### Document text

Norwich is like a little island, surrounded by twenty miles of open greenery in every direction. This is, of course, glorious, but, unfortunately, it does mean that we sometimes consider ourselves as somewhat separate from the rest of the country. Despite the strength of our art scene, people are often sceptical of a Norwich-based artist’s ability to make it past the boundary of the city walls. One group that shows that this is mere pessimism is The Neutrinos who, collaborating with visual artist Sal Pittman, have proved to be wildly successful with their mixing of music, atmosphere and oft-overlooked spaces. Over the course of the next month, they will be playing at London’s Southbank Centre and, happily, I had the privilege of being there during their opening night.
Here is what I experienced – and, gosh, was it an experience.
Standing awkwardly in the lobby of the Southbank Centre, a crowd eventually started to form around me. The demographic varied quite wildly – from a young woman who had been gifted the ticket for her birthday, to an older couple who couldn’t appear more passionate, to a small family, complete with the obligatory disgruntled teenager. What was evident from an early stage was that nobody else had been to a Klanghaus show before, so I couldn’t help but be excited on their behalf.
Eventually, once around twenty rather excited individuals had arrived, we were ushered upstairs - before realising that we were yet to wait longer. Dropping off our bags and making casual small talk, I would partly be inclined to assume that there was an intention for this stage’s inclusion; an apprehension-building exercise designed to increase the tension before the show. However, knowing how large institutions function, this was probably just a series of segments that had to take place for legal reasons. Still, it helped build some form of trepidation – not unlike the moments before exploring an abandoned building, or the calm before the storm.
A short introduction from a charming gentleman then occurred, which strangely managed to garner a round of applause, despite how it was about fire safety. It also made me ask the question as to why someone would want to wear earplugs at a gig – but each to their own, I suppose.
After a short while – made tolerable by how lovely the audience were – we were guided around the corner, through a fire door and into a rather tight stairway. The door was closed behind us in, what would become consistently apparent, an example of how to pack quite a few people in to a small space. I actually didn’t dislike this, as there was just enough breathing room – and the closeness made it feel very intimate. This artificially-created atmosphere was then enunciated expertly in the dramatic monologue of a slender man, stood at the top of the stairs.

### Directions
**A)** Reproduce the passage of the review from "Norwich is like" up to and including "it an experience.".
**B)** According to the review, which visual artist collaborates with The Neutrinos?

### Data lines

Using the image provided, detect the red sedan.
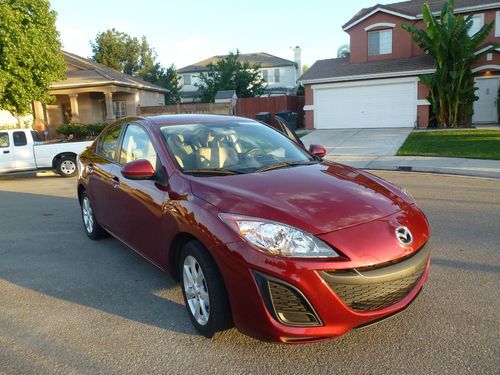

### Task-by-task outputs
**A)**
Norwich is like a little island, surrounded by twenty miles of open greenery in every direction. This is, of course, glorious, but, unfortunately, it does mean that we sometimes consider ourselves as somewhat separate from the rest of the country. Despite the strength of our art scene, people are often sceptical of a Norwich-based artist’s ability to make it past the boundary of the city walls. One group that shows that this is mere pessimism is The Neutrinos who, collaborating with visual artist Sal Pittman, have proved to be wildly successful with their mixing of music, atmosphere and oft-overlooked spaces. Over the course of the next month, they will be playing at London’s Southbank Centre and, happily, I had the privilege of being there during their opening night.
Here is what I experienced – and, gosh, was it an experience.

**B)** Sal Pittman